[To do]:
Retype the stretch of the Lisa Grimaldi article below that begins at the words "Lisa Grimaldi is" and stops after "and Lisa Hughes.", changing nothing.

[Passage provided]:

====================

- Eileen Fulton as Lisa Grimaldi
- Portrayed by: Eileen Fulton (1960–2010); Pamela King (1964); Betsy von Furstenberg (1983–84); Jane Powell (1990s); Maeve McGuire (1990s); Jennifer Bassey (1990s); Carmen Duncan (2004);
- Duration: 1960–2010
- First appearance: May 16, 1960
- Last appearance: September 17, 2010
- Created by: Irna Phillips
- Introduced by: Ted Corday
- Spin-off appearances: Our Private World

= Lisa Grimaldi =

Lisa Grimaldi is a fictional character from the CBS soap opera, As the World Turns. The character was portrayed by Eileen Fulton for 50 years from May 1960, until the last episode aired in September 2010, with Fulton becoming one of the longest-serving soap opera actors in the United States. Lisa is considered to be the first soap "vixen" and was one half of the first ever super couple, Bob and Lisa Hughes.

==Casting==
As the World Turns creator and longtime head writer Irna Phillips created Lisa in the late 1950s as a short-term character. In a 2007 interview with the Archive of American Television, Fulton explained that ATWTs casting director contacted her agent, wanting to audition another of his clients, Lois Smith, for the role, but because Smith was unavailable, he recommended they audition Fulton instead. Lisa was kept on the As the World Turns canvas due to Fulton's day-to-day acting improvement. A Procter & Gamble executive said to Fulton six months into her run as Lisa, "I want to tell you what a wonderful job you are doing, because when you first came on the show we thought, 'We can't keep her. She's not very good.'"

Fulton's eagerness to play Lisa as a villainess contributed to the character's popularity and therefore its longevity. In the Archive of American Television interview, Fulton explained that the character was originally written to be a "nice girl", which she did not find compelling as an actress, and that, while she read Phillips' lines exactly as they appeared on the script, she said them with a "scheming tone" in her voice. When Phillips saw Fulton's performance she said "I can write for that little rascal. She can play a bitch!" In The Soap Opera Encyclopedia, Christopher Schermering writes, "Although Lisa was guilty of many lapses, nothing made her more hated by her audience of housewives than a simple sequence in which she hired a maid to clean house and went gallivanting about town. When mother-in-law Nancy complimented Lisa on what a nice home she had made for Bob, audiences were furious."

====================

[Source material]:

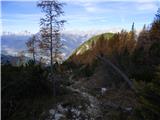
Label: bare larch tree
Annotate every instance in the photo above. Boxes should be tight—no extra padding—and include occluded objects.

====================

[Solved exercise]:
Lisa Grimaldi is a fictional character from the CBS soap opera, As the World Turns. The character was portrayed by Eileen Fulton for 50 years from May 1960, until the last episode aired in September 2010, with Fulton becoming one of the longest-serving soap opera actors in the United States. Lisa is considered to be the first soap "vixen" and was one half of the first ever super couple, Bob and Lisa Hughes.